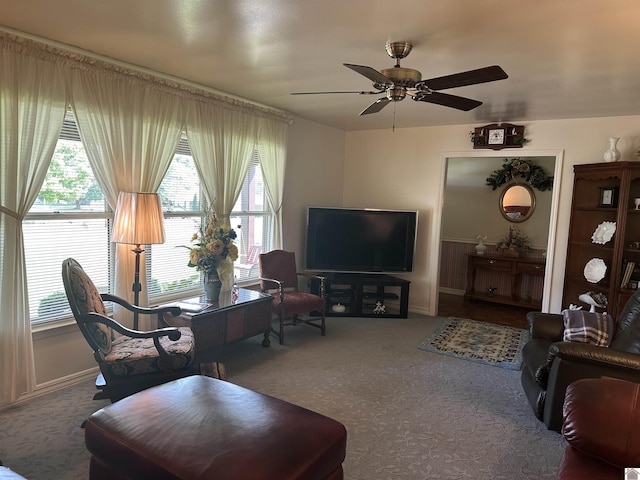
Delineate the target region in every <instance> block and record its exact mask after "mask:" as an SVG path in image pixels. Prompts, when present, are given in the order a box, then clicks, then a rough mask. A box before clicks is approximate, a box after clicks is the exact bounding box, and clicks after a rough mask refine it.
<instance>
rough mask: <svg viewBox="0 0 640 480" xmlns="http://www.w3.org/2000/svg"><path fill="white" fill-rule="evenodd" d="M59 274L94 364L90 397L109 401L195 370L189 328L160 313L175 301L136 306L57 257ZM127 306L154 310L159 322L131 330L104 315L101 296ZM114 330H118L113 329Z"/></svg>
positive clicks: (137, 311)
mask: <svg viewBox="0 0 640 480" xmlns="http://www.w3.org/2000/svg"><path fill="white" fill-rule="evenodd" d="M62 279H63V282H64V288H65V291H66V294H67V299H68V300H69V305H70V307H71V311H72V312H73V316H74V317H75V319H76V322H77V324H78V327H79V328H80V331H81V332H82V334H83V336H84V338H85V339H86V340H87V342H88V343H89V345H90V346H91V349H92V350H93V356H94V358H95V360H96V361H97V362H98V365H99V366H100V372H101V373H100V375H99V376H98V379H97V380H96V387H97V388H98V389H99V390H100V391H99V392H98V393H97V394H96V395H95V396H94V399H103V398H108V399H110V400H111V401H112V402H115V401H116V400H119V399H121V398H124V397H126V396H129V395H131V394H133V393H136V392H138V391H141V390H144V389H146V388H149V387H152V386H155V385H159V384H162V383H165V382H168V381H171V380H174V379H176V378H180V377H184V376H187V375H192V374H195V373H199V370H200V367H199V365H197V364H195V365H194V339H193V333H192V332H191V330H190V329H189V328H183V327H180V328H176V327H169V326H168V325H167V323H166V322H165V319H164V315H166V314H170V315H173V316H177V315H180V313H181V310H180V308H179V307H163V308H142V307H137V306H135V305H131V304H130V303H128V302H127V301H126V300H124V299H122V298H120V297H116V296H114V295H110V294H100V293H99V292H98V289H97V288H96V286H95V285H94V284H93V282H92V281H91V279H90V278H89V276H88V275H87V274H86V272H85V271H84V270H83V269H82V267H81V266H80V264H79V263H78V262H77V261H76V260H74V259H72V258H68V259H67V260H65V261H64V262H63V263H62ZM105 301H111V302H115V303H117V304H119V305H121V306H123V307H124V308H126V309H127V310H129V311H132V312H136V311H137V312H138V313H140V314H149V315H157V317H158V325H159V326H160V327H161V328H158V329H156V330H151V331H148V332H143V331H138V330H131V329H129V328H126V327H124V326H123V325H121V324H120V323H118V322H117V321H115V320H113V319H111V318H109V317H108V316H107V310H106V308H105V305H104V302H105ZM116 334H118V335H116Z"/></svg>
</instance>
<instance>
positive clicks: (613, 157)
mask: <svg viewBox="0 0 640 480" xmlns="http://www.w3.org/2000/svg"><path fill="white" fill-rule="evenodd" d="M618 140H620V137H609V150H607V151H606V152H604V161H605V162H617V161H618V160H620V150H618V148H617V145H618Z"/></svg>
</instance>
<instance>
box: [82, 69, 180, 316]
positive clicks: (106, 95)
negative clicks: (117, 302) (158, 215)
mask: <svg viewBox="0 0 640 480" xmlns="http://www.w3.org/2000/svg"><path fill="white" fill-rule="evenodd" d="M182 102H183V99H182V98H180V97H178V96H176V95H172V94H170V93H168V92H166V91H164V90H161V89H154V88H150V87H149V86H148V85H146V84H145V83H143V82H141V81H139V80H137V79H127V78H123V77H120V76H107V75H98V74H95V73H94V72H92V71H76V72H75V74H74V78H73V99H72V106H73V109H74V113H75V115H76V120H77V123H78V131H79V132H80V136H81V138H82V143H83V144H84V146H85V149H86V151H87V157H88V158H89V162H90V163H91V166H92V167H93V171H94V173H95V175H96V178H97V181H98V183H99V184H100V186H101V187H102V190H103V191H104V193H105V197H106V198H107V201H108V202H109V205H111V207H112V208H113V209H115V206H116V202H117V199H118V194H119V192H120V191H128V192H155V191H157V189H158V187H159V186H160V183H161V182H162V178H163V177H164V175H165V173H166V172H167V169H168V168H169V165H170V163H171V160H172V159H173V155H174V154H175V152H176V149H177V146H178V142H179V141H180V136H181V135H182V124H183V114H182V111H183V109H184V107H183V106H182V105H181V104H182ZM116 252H117V253H116V258H117V260H116V285H115V294H116V295H118V296H120V297H122V298H126V299H128V300H129V301H130V302H132V301H133V292H132V291H131V284H132V281H133V276H134V269H135V255H133V254H132V253H131V246H130V245H118V248H117V251H116ZM141 263H142V265H144V254H143V256H142V257H141ZM140 270H141V282H140V283H141V284H142V291H141V292H140V304H141V305H143V306H146V305H148V302H149V299H148V298H149V297H148V291H147V282H146V275H144V272H145V270H144V268H141V269H140ZM118 311H119V313H122V312H121V309H118ZM127 320H128V321H132V319H131V318H129V319H127ZM149 327H150V323H149V319H148V318H144V317H141V319H140V328H141V329H148V328H149Z"/></svg>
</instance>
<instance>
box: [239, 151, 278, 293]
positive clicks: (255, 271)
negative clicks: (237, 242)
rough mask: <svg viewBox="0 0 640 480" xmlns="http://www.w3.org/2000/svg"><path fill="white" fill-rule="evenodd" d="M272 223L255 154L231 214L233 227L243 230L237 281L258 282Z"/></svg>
mask: <svg viewBox="0 0 640 480" xmlns="http://www.w3.org/2000/svg"><path fill="white" fill-rule="evenodd" d="M270 222H271V212H270V210H269V207H268V203H267V197H266V194H265V188H264V180H263V178H262V168H261V167H260V157H259V155H258V152H257V151H254V153H253V157H252V159H251V164H250V165H249V169H248V171H247V174H246V176H245V179H244V183H243V185H242V193H241V194H240V197H238V201H237V202H236V204H235V206H234V208H233V212H232V213H231V226H233V227H234V228H236V227H238V226H239V227H240V228H239V230H237V232H238V243H239V245H238V249H239V251H240V257H239V258H238V261H237V262H236V264H235V270H236V277H237V279H238V281H240V282H243V281H248V280H255V279H257V278H258V277H259V276H260V271H259V267H258V255H259V254H260V253H263V252H267V251H269V250H271V239H270V237H269V232H270V231H271V229H270Z"/></svg>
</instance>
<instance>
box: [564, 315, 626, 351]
mask: <svg viewBox="0 0 640 480" xmlns="http://www.w3.org/2000/svg"><path fill="white" fill-rule="evenodd" d="M562 316H563V318H564V335H563V340H564V341H565V342H580V343H592V344H593V345H598V346H600V347H608V346H609V344H610V343H611V340H612V339H613V328H614V325H613V318H612V317H611V315H607V314H606V313H591V312H584V311H582V310H565V311H563V312H562Z"/></svg>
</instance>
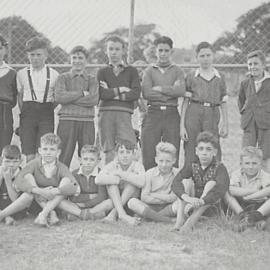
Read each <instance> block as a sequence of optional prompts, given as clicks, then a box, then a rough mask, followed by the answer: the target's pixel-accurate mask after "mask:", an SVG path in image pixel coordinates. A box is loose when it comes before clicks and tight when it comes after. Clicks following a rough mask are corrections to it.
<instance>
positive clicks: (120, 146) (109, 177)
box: [96, 140, 145, 225]
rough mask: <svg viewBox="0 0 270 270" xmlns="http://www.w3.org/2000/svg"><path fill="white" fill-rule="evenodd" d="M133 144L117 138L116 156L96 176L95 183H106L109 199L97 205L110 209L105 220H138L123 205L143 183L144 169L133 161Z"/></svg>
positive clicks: (126, 202) (135, 192) (129, 198)
mask: <svg viewBox="0 0 270 270" xmlns="http://www.w3.org/2000/svg"><path fill="white" fill-rule="evenodd" d="M134 150H135V145H134V144H133V143H132V142H129V141H126V140H119V141H118V143H117V145H116V149H115V151H116V158H115V159H114V161H112V162H110V163H109V164H107V165H106V166H105V167H104V168H103V169H102V170H101V172H100V173H99V175H98V176H97V177H96V184H98V185H106V186H107V191H108V195H109V197H110V199H108V200H106V201H104V202H103V203H101V204H100V207H97V208H98V210H103V211H110V213H109V214H108V215H107V217H106V220H108V221H114V220H116V219H117V216H118V218H119V219H120V220H122V221H124V222H126V223H128V224H131V225H137V224H138V223H139V221H138V220H137V219H136V218H135V217H131V216H129V215H128V214H127V213H126V211H125V209H124V207H125V205H126V204H127V202H128V201H129V199H131V198H132V197H134V196H138V192H139V188H141V187H142V186H143V185H144V183H145V171H144V167H143V165H142V164H141V163H139V162H137V161H134Z"/></svg>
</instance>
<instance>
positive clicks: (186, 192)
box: [172, 131, 230, 232]
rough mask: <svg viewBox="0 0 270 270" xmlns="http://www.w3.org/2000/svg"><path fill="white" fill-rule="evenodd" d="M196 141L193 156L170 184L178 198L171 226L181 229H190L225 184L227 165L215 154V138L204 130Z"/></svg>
mask: <svg viewBox="0 0 270 270" xmlns="http://www.w3.org/2000/svg"><path fill="white" fill-rule="evenodd" d="M196 143H197V146H196V156H197V158H196V160H195V161H194V162H192V163H191V164H187V165H186V166H185V167H184V168H183V169H182V170H181V171H180V172H179V173H178V174H177V176H176V177H175V179H174V181H173V187H172V189H173V191H174V193H175V194H176V195H177V197H179V199H180V200H179V205H178V211H177V219H176V224H175V227H174V229H175V230H180V231H183V232H184V231H187V230H190V229H192V228H193V227H194V225H195V223H196V222H197V221H198V219H199V218H200V217H201V216H202V214H203V213H204V212H205V210H206V209H208V208H209V207H210V206H211V205H214V204H216V203H217V202H219V200H220V199H222V198H223V197H224V195H225V193H226V191H227V190H228V188H229V181H230V180H229V175H228V172H227V169H226V167H225V166H224V165H223V164H222V163H220V162H218V161H217V160H216V158H215V157H216V155H217V149H218V140H217V138H216V137H215V136H214V135H213V134H212V133H210V132H208V131H204V132H201V133H200V134H199V135H198V137H197V140H196Z"/></svg>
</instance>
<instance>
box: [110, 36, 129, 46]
mask: <svg viewBox="0 0 270 270" xmlns="http://www.w3.org/2000/svg"><path fill="white" fill-rule="evenodd" d="M109 41H111V42H119V43H121V44H122V47H123V48H125V46H126V42H125V41H124V40H123V39H122V38H121V37H119V36H117V35H112V36H108V37H107V38H106V40H105V42H106V44H107V43H108V42H109Z"/></svg>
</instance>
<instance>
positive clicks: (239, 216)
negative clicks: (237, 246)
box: [225, 146, 270, 231]
mask: <svg viewBox="0 0 270 270" xmlns="http://www.w3.org/2000/svg"><path fill="white" fill-rule="evenodd" d="M240 158H241V163H240V164H241V168H240V169H239V170H237V171H235V172H233V174H232V176H231V179H230V188H229V192H227V193H226V196H225V199H226V202H227V203H228V206H229V207H230V208H231V209H232V210H233V212H234V213H235V214H237V216H236V219H235V224H233V229H234V230H237V231H243V230H244V229H246V228H247V227H251V226H255V225H256V224H257V222H260V221H262V222H263V221H264V220H265V218H266V216H267V215H269V214H270V199H269V198H270V174H269V173H267V172H265V171H263V170H262V162H263V152H262V150H260V149H258V148H256V147H253V146H247V147H244V148H243V149H242V152H241V156H240ZM263 223H264V222H263ZM263 223H262V224H263Z"/></svg>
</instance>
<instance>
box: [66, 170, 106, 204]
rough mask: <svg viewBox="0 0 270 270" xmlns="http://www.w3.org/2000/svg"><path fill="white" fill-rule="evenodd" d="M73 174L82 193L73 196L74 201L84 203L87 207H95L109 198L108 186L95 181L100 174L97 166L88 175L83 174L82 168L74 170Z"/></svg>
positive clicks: (80, 202) (77, 202)
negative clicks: (98, 185)
mask: <svg viewBox="0 0 270 270" xmlns="http://www.w3.org/2000/svg"><path fill="white" fill-rule="evenodd" d="M72 174H73V175H74V177H75V178H76V180H77V182H78V184H79V186H80V188H81V193H80V194H79V195H78V196H74V197H72V198H71V200H72V201H73V202H75V203H83V204H84V205H85V207H94V206H95V205H97V204H99V203H101V202H102V201H104V200H105V199H106V198H107V191H106V187H105V186H101V185H99V186H98V185H96V183H95V178H96V176H97V175H98V168H97V167H95V169H94V170H93V172H92V173H91V174H90V175H88V176H86V175H84V174H83V172H82V169H81V168H79V169H77V170H75V171H73V172H72Z"/></svg>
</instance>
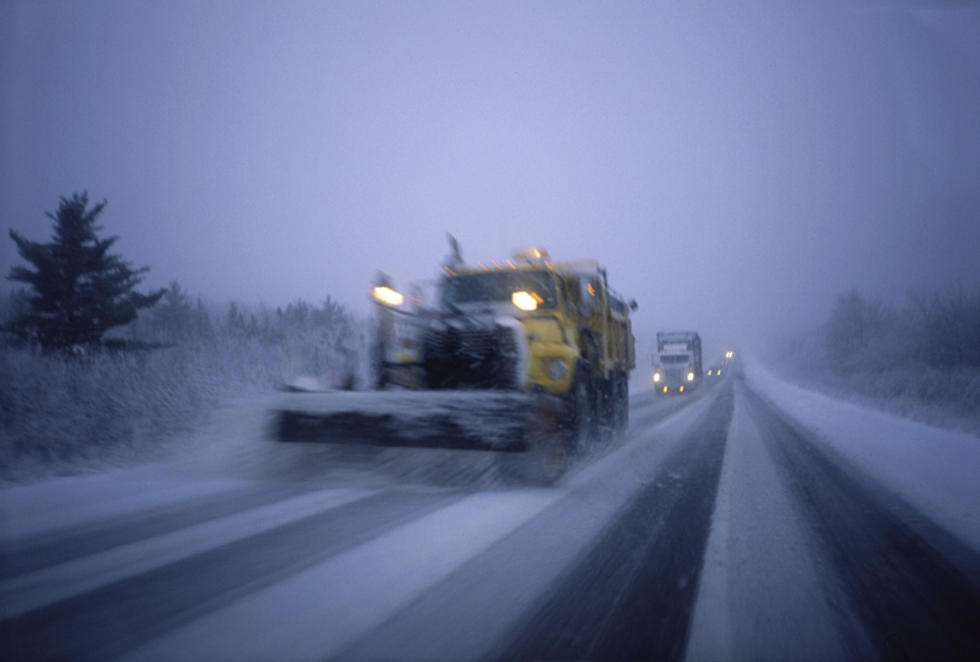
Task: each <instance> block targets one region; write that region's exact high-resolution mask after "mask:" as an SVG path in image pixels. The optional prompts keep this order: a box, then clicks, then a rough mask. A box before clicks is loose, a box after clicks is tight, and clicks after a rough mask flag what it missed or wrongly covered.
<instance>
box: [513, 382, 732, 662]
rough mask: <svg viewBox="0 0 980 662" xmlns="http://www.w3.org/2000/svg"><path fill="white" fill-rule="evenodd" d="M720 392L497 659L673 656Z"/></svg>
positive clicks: (696, 577) (546, 599)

### [Instructions for the task]
Within the data above, count the lines that contain the string "region"; the reply is the number alone.

### [Answer box]
2